╭─ PROVIDED TEXT

Let $\kappa$ be an inaccessible cardinal. Then $V_\kappa$ is a transitive model of ZFC (with the usual $\in$). Let $U$ be a non-principal ultrafilter over $\kappa$ and let $\tilde{M} = (V_\kappa)^\kappa/U$ be the corresponding ultrapower of $V_\kappa$.

We say that an ultrafilter $U$ has the $\sigma$-property if given sets $A_i \subset \kappa, i \in \mathbb{N}$, we have that if $A_i \in U$ for every $i \in \mathbb{N}$ then $\bigcap_{i \in \mathbb{N}} A_i \in U$.

(a) Show that $\tilde{M}$ is well-founded iff $U$ has the $\sigma$-property.

(b) Suppose $\tilde{M}$ is well-founded, and let $M$ be obtained from $\tilde{M}$ through the Mostowski collapse (so that $M$ is a transitive model of ZFC). Show that $M$ is elementarily equivalent to $V_\kappa$ but $M \neq V_\kappa$.

╰─

_EXERCISE DETAILS_
Extend the exercise on ultrapowers of $V_\kappa$, picking up right after its final sentence. The entries that come next are separate material and not part of the ultrapower exercise.

╭─ RAW DATA

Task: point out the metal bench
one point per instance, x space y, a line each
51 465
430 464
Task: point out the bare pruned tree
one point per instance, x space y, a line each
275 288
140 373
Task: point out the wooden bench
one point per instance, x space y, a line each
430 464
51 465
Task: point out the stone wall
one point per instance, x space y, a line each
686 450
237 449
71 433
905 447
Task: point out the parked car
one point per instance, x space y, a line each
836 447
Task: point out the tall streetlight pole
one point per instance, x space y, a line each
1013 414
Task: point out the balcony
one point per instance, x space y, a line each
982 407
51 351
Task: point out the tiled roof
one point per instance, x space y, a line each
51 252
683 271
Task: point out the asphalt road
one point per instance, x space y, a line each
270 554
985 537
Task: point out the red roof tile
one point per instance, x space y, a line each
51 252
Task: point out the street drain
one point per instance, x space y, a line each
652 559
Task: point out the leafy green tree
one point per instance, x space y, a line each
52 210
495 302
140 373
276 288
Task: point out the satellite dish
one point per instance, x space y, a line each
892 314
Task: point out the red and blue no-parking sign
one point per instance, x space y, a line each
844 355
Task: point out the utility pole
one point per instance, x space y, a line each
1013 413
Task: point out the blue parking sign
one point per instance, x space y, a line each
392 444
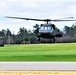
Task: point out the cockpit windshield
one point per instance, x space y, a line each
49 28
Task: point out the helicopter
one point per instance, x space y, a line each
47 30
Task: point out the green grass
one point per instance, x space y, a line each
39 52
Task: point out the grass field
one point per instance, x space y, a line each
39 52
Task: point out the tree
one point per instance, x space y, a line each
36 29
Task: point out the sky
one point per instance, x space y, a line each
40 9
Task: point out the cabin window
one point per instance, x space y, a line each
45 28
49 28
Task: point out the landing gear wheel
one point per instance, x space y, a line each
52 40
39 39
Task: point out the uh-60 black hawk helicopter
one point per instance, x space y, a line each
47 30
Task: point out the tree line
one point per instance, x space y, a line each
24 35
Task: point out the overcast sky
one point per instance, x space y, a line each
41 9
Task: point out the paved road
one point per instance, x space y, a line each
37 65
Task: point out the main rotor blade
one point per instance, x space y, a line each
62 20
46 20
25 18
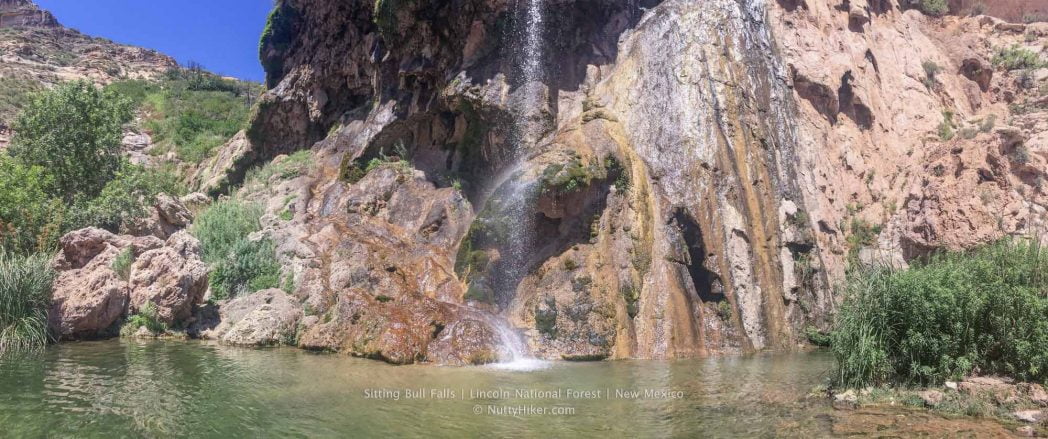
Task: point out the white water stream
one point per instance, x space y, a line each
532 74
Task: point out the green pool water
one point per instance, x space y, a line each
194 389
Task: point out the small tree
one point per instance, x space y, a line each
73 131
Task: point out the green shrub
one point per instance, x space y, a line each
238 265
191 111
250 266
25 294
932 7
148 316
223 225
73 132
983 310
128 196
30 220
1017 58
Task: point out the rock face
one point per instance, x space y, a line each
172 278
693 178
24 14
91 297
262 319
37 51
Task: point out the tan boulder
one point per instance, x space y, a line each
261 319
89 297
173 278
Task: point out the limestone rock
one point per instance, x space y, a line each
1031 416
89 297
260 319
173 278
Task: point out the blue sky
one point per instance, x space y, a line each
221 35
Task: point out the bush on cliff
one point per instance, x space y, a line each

╰─
╭─ RAW DATA

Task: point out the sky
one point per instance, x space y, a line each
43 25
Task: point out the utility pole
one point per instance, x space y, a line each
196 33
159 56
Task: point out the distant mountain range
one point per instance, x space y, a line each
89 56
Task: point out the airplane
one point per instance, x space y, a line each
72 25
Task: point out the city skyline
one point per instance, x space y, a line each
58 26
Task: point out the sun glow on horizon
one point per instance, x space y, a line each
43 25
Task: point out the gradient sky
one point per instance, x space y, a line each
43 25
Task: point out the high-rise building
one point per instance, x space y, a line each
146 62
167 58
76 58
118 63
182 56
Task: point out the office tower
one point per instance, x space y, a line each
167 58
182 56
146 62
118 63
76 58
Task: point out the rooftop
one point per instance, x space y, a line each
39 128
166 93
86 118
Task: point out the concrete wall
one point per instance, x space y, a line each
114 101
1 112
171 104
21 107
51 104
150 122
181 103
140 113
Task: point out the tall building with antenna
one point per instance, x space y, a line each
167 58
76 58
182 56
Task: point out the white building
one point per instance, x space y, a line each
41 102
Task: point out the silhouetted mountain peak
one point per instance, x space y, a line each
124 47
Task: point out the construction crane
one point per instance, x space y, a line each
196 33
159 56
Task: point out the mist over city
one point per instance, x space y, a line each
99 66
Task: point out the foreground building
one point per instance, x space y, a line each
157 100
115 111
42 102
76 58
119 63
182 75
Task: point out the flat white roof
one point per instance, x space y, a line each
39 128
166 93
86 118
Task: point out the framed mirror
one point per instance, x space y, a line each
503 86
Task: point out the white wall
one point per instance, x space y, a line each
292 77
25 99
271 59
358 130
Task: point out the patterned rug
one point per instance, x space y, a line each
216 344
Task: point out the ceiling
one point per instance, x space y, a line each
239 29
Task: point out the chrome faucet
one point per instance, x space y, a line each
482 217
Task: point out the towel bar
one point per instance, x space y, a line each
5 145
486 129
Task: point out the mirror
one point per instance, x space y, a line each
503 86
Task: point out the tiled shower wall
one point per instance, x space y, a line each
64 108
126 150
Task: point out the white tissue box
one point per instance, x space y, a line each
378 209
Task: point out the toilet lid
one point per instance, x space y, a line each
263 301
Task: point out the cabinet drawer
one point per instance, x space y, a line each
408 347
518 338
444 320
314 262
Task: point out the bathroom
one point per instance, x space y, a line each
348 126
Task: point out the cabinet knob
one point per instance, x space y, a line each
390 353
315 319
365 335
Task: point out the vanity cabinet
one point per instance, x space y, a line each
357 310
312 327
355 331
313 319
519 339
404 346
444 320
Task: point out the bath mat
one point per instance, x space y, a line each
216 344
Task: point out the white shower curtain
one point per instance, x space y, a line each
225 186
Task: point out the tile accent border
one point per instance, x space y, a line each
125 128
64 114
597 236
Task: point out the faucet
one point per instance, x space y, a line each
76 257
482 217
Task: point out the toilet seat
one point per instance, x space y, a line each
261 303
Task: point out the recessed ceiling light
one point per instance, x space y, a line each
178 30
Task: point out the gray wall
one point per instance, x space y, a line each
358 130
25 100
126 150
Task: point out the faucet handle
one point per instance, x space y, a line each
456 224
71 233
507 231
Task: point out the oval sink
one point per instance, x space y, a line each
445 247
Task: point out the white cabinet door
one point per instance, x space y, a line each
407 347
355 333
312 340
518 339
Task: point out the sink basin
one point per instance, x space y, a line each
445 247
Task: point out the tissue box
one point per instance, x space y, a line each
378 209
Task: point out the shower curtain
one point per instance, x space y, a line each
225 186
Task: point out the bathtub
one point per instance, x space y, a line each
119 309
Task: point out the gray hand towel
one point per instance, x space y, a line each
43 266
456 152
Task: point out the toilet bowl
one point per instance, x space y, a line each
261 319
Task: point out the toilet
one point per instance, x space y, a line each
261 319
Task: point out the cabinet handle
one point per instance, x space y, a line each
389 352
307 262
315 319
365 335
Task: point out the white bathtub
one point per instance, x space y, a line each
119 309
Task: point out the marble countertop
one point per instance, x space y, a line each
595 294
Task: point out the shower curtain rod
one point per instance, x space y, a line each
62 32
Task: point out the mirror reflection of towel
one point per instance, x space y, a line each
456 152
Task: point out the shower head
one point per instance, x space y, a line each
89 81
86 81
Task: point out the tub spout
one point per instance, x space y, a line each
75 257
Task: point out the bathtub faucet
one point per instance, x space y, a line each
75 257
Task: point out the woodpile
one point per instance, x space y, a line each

╰─

_EXERCISE OUTPUT_
IDEAS: One of the definitions of well-founded (and I believe the best one for this problem) is: A model of ZFC $(M, \varepsilon)$ is NOT well-founded iff there exists a sequence $x_1, x_2, \ldots$ in $M$ (note that we're talking about a ''true'' sequence and not a sequence of the model) with $x_{n+1}$ $\varepsilon$ $x_n$ for all $n \in \mathbb{N}$.

I managed to prove the easier direction in part (a): Suppose $\tilde{M}$ is not well-founded. Then there exists a sequence such that $\ldots$ $\varepsilon$ $x_2$ $\varepsilon$ $x_1$. Let $f_i$ be an element in the equivalence class $x_i$. By definition, $x_{i+1}$ $\varepsilon$ $x_{i} \Leftrightarrow A_i := \{k \in V_\kappa | f_{i+1}(k) \in f_i(k) \} \in U$.

Since $V_\kappa$ is well-founded, $\bigcap_{i \in \mathbb{N}} A_i = \emptyset \notin U,$ thus $U$ does not have the $\sigma$-property.

Also, in part (b), $M$ is clearly elementary equivalent to $V_\kappa$ since it is isomorphic to $\tilde{M}$ (through the Mostowski collapse), which is elementary equivalent to $V_\kappa$.

Any thoughts on the other parts?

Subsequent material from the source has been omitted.